▶ _Selected text_

━━━━━━━━━━━━━━━━━━━━━━━━━━━━━━

Historically, morphometric and meristic analyses of fish have been valuable tools for early ichthyologists and naturalists alike [21]. Starting in 1894, the Royal Society of the United Kingdom created the “Committee for Conducting Statistical Inquiries into the Measurable Characters of Plants and Animals.” One of the committee’s chief tasks was to investigate morphometric variation in Atlantic Herring Clupea harengus (Linneaus, 1758) [22]. Analysis of morphological and meristic characters of fish is straightforward, cost-efficient, and an often-used tool to identify and differentiate fish species, stocks, and populations [23].
Methods
Hickory Shad specimens were collected during the 2016 and 2017 spawning runs from the Susquehanna and Patapsco rivers, Maryland; the Nanticoke River, Delaware; the Rappahannock, Appomattox, and James rivers, Virginia; the Chowan River headwaters (Meherrin, Nottaway, and Blackwater), also in Virginia; the Roanoke, Cashie, Pungo, Pamlico, Tar, Neuse, New, and Cape Fear rivers, North Carolina; Pamlico Sound, also in North Carolina; the Waccamaw and Santee rivers, South Carolina; the Altamaha River, Georgia, and the St. Johns River, Florida (Table 1). In addition, a few specimens (n=5) were obtained from the Atlantic Ocean close to shore, near Wrightsville Beach, North Carolina. Relative location of rivers as well as collection sites are depicted in Figure 1. All specimens were collected from the different locations by recreational angling (i.e., rod and reel), gill net, or electrofishing. Specimens from rivers outside of North Carolina were collected and donated to this study by the respective state or federal fisheries agencies. North Carolina fish came from the North Carolina Wildlife Resources Commission (NCWRC) or the North Carolina Division of Marine Fisheries (NCDMF). Additional sampling was conducted by the Rulifson Lab with electrofishing and rod and reel (NC Scientific Collection Permit Number 17-SFC00133; East Carolina University AUP #D330).

━━━━━━━━━━━━━━━━━━━━━━━━━━━━━━

▶ _Exercise tasks_
1. Say whether each statement agrees with the Hickory Shad passage, answering yes or no and quoting the words of the passage that decide it.
(a) The Royal Society's committee on measurable characters was created in 1894.
(b) The specimens taken from the Atlantic Ocean came from near Wrightsville Beach, Virginia.
(c) The Rulifson Lab collected the specimens from rivers outside of North Carolina.
2. Answer these questions from the Hickory Shad passage.
(a) Which fish species was the committee's morphometric work chiefly concerned with?
(b) During which years' spawning runs were the Hickory Shad specimens collected?
(c) How many specimens came from the Atlantic Ocean?
3. Resume the Hickory Shad passage after its last sentence and carry it forward.

━━━━━━━━━━━━━━━━━━━━━━━━━━━━━━

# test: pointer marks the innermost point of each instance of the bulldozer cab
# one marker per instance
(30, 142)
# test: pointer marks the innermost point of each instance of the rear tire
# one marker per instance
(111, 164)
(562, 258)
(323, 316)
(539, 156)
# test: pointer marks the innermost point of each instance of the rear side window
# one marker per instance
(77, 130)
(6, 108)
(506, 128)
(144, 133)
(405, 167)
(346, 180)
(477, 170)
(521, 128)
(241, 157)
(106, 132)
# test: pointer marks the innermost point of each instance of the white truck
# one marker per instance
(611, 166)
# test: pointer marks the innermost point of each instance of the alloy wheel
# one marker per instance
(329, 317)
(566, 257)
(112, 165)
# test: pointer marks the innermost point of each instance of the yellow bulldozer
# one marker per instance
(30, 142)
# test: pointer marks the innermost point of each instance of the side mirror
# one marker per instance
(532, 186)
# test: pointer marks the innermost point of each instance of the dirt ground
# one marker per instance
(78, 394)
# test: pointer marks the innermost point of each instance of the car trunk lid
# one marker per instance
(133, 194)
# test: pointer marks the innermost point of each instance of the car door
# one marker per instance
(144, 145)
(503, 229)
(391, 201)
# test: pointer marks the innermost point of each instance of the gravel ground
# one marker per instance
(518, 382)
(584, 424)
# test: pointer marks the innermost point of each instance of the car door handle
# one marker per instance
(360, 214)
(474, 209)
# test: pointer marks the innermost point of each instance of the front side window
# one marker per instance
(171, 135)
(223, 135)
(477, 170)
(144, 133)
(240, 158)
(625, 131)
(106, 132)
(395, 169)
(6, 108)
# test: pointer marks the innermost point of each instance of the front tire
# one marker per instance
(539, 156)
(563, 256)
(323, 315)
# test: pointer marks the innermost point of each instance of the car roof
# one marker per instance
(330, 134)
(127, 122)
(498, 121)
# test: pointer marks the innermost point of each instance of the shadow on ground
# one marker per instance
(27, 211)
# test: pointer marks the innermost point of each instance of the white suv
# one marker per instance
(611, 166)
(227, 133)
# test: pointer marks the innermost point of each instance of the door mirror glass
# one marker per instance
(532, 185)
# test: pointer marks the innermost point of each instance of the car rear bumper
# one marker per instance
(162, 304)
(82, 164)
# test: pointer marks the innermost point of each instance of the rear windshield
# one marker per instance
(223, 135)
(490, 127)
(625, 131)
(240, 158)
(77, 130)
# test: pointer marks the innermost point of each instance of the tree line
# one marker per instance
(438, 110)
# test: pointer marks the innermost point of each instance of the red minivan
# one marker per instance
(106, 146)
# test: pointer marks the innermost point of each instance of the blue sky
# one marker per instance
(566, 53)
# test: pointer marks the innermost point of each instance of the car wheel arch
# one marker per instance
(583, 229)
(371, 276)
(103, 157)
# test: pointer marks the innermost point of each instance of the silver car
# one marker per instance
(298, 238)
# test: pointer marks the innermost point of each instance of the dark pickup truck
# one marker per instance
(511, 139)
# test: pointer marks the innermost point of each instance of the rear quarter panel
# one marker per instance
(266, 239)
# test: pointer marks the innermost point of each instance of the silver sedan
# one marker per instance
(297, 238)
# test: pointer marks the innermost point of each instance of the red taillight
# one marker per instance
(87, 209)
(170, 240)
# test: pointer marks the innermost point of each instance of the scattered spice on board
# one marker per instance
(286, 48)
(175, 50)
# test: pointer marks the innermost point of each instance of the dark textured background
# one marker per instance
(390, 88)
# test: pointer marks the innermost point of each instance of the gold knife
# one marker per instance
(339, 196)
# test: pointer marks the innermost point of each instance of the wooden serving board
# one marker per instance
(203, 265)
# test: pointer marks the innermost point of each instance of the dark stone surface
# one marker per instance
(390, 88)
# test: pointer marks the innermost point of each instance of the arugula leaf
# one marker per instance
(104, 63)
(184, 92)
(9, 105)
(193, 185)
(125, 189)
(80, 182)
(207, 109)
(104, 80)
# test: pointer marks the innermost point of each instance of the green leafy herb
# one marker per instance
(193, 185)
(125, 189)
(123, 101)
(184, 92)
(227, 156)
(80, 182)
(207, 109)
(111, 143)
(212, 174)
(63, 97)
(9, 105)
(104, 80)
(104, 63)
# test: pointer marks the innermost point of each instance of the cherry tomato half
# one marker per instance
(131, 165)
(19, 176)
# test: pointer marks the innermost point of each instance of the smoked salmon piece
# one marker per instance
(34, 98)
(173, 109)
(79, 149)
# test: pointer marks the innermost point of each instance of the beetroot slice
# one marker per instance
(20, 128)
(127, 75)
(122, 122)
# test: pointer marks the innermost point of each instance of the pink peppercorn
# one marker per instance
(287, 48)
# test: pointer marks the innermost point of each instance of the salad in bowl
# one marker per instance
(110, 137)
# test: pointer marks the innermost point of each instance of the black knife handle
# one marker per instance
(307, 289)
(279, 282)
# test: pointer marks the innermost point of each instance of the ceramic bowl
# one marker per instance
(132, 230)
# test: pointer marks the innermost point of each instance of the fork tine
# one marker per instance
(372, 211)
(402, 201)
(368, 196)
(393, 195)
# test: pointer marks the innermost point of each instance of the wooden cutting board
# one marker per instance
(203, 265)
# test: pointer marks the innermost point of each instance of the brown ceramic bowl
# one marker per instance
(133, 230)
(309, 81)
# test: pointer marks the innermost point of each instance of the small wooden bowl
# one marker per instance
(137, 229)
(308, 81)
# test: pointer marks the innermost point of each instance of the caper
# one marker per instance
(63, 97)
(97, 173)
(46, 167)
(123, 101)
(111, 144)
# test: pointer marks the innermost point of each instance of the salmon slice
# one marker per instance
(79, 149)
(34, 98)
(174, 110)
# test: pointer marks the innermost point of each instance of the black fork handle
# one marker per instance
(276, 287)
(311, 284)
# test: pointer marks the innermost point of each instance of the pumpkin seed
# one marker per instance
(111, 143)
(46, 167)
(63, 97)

━━━━━━━━━━━━━━━━━━━━━━━━━━━━━━

▶ _Responses to the exercise_
1.
(a) Yes: "Starting in 1894, the Royal Society of the United Kingdom created the “Committee for Conducting Statistical Inquiries into the Measurable Characters of Plants and Animals.”"
(b) No: "a few specimens (n=5) were obtained from the Atlantic Ocean close to shore, near Wrightsville Beach, North Carolina."
(c) No: "Specimens from rivers outside of North Carolina were collected and donated to this study by the respective state or federal fisheries agencies."

2.
(a) Atlantic Herring, Clupea harengus
(b) 2016 and 2017
(c) Five

3.
Initially all specimens were frozen in water to minimize freezer burn and fin breakage, and then eventually transferred to the Rulifson Lab at East Carolina University (ECU) for examination. Once received or collected, fish were identified to species based on projection of the lower jaw beyond the maxilla (as opposed to the American Shad, for which the lower jaw inserts into a slot in the maxilla), weighed to the nearest 0.01 g, bagged individually without water, and given a unique identification number. After this step the fish were placed in freezers (−20°C or −0°C) on the ECU campus until analysis. Specimens were removed from the freezer and slowly allowed to thaw. A small tissue sample was taken from the dorsal fin, which was then placed in 95% ethanol (ETOH) and stored in a −80°C freezer for later genetic analysis.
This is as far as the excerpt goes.